**MATERIAL SUPPLIED:**
###
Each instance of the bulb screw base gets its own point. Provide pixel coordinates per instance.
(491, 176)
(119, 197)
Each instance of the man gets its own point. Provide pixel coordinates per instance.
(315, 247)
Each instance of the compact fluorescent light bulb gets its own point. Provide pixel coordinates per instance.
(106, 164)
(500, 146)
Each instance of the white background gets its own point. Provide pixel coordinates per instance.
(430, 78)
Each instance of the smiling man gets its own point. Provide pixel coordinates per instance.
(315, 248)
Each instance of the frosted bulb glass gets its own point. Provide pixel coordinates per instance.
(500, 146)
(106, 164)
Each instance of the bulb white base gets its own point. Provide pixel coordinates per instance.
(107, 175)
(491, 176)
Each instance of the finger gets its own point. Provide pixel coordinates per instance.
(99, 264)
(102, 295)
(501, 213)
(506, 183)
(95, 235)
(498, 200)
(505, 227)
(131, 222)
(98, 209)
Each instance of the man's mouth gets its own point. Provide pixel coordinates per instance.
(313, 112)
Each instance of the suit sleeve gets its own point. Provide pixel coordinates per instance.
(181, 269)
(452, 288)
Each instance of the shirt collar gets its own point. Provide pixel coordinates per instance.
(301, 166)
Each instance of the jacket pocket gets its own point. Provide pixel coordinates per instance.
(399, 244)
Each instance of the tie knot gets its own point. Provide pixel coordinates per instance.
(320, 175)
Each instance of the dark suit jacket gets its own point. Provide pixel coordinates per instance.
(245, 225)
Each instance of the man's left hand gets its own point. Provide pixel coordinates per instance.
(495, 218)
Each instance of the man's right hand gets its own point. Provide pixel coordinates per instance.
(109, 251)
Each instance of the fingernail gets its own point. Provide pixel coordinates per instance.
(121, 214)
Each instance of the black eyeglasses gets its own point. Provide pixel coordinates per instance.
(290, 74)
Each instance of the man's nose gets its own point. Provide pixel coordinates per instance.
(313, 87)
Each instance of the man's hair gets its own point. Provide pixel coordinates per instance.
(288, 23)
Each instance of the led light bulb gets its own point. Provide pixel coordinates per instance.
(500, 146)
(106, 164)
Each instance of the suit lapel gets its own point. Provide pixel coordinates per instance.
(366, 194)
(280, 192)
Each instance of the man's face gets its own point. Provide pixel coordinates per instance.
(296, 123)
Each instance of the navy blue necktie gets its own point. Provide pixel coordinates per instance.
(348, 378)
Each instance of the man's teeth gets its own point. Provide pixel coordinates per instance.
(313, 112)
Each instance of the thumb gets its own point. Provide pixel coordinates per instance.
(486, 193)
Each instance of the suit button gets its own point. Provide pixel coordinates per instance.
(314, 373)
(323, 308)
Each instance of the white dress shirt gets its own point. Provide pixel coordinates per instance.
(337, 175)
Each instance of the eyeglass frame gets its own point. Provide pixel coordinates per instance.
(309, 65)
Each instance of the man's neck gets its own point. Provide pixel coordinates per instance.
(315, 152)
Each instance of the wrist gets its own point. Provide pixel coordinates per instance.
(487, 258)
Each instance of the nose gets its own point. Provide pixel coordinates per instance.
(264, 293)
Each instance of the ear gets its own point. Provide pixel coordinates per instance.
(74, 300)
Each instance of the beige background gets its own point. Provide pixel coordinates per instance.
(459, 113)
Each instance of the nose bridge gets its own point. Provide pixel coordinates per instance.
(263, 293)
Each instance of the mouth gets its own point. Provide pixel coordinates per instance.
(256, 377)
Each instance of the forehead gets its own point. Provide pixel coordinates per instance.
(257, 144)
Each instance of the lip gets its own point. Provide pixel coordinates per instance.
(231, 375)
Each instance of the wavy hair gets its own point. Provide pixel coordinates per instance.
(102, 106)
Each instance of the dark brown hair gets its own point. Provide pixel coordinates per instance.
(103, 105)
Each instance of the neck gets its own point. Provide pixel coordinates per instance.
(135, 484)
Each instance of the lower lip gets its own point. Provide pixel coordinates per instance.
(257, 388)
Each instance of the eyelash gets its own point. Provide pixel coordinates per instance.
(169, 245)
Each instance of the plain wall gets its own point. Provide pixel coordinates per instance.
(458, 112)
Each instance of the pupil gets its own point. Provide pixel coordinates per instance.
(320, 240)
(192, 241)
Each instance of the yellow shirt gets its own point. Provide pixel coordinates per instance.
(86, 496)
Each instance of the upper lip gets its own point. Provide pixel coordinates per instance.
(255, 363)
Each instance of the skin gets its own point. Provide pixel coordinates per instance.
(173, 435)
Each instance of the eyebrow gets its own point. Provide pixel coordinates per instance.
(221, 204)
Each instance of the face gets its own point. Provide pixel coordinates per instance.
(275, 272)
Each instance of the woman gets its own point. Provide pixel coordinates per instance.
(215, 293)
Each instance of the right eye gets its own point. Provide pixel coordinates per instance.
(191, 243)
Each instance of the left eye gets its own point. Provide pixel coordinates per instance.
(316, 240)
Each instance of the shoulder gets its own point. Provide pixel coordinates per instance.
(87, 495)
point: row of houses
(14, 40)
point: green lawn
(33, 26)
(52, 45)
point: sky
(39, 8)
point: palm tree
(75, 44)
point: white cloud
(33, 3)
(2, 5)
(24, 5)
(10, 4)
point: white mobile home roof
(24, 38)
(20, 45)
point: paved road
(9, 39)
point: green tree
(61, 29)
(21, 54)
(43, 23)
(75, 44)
###
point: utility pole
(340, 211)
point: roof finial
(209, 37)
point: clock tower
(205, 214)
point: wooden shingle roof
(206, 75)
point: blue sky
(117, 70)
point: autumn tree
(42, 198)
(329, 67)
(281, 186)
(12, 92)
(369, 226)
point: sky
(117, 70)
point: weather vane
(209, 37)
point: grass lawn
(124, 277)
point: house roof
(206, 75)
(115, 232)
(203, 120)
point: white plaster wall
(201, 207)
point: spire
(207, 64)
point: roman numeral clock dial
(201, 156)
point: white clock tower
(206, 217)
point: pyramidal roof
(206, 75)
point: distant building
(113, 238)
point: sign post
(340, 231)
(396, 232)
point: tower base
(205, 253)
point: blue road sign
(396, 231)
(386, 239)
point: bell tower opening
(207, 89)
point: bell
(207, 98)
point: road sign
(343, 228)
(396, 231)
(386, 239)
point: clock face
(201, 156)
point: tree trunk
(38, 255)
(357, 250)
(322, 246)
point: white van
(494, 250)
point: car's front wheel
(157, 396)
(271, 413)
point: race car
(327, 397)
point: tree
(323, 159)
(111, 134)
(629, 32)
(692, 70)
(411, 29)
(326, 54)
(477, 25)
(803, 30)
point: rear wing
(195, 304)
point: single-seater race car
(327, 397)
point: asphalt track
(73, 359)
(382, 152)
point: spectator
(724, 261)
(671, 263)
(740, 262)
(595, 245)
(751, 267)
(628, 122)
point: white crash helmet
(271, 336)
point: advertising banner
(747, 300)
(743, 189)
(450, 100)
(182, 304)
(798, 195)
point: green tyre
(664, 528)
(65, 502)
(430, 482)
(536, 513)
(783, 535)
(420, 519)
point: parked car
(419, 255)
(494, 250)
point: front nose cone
###
**TASK DESCRIPTION:** Please give back exactly the lines of the listing above that run from the one containing "point: single-seater race car" through the one containing "point: front nose cone", and only those.

**OUTPUT OF THE EXERCISE:**
point: single-seater race car
(327, 397)
point: asphalt track
(73, 359)
(382, 152)
point: spectator
(724, 261)
(671, 263)
(740, 262)
(595, 245)
(751, 267)
(628, 122)
point: white crash helmet
(271, 336)
point: advertising banner
(747, 300)
(743, 189)
(450, 100)
(182, 304)
(798, 195)
point: green tyre
(664, 528)
(65, 502)
(430, 482)
(536, 513)
(783, 535)
(420, 519)
point: parked car
(419, 255)
(494, 250)
point: front nose cone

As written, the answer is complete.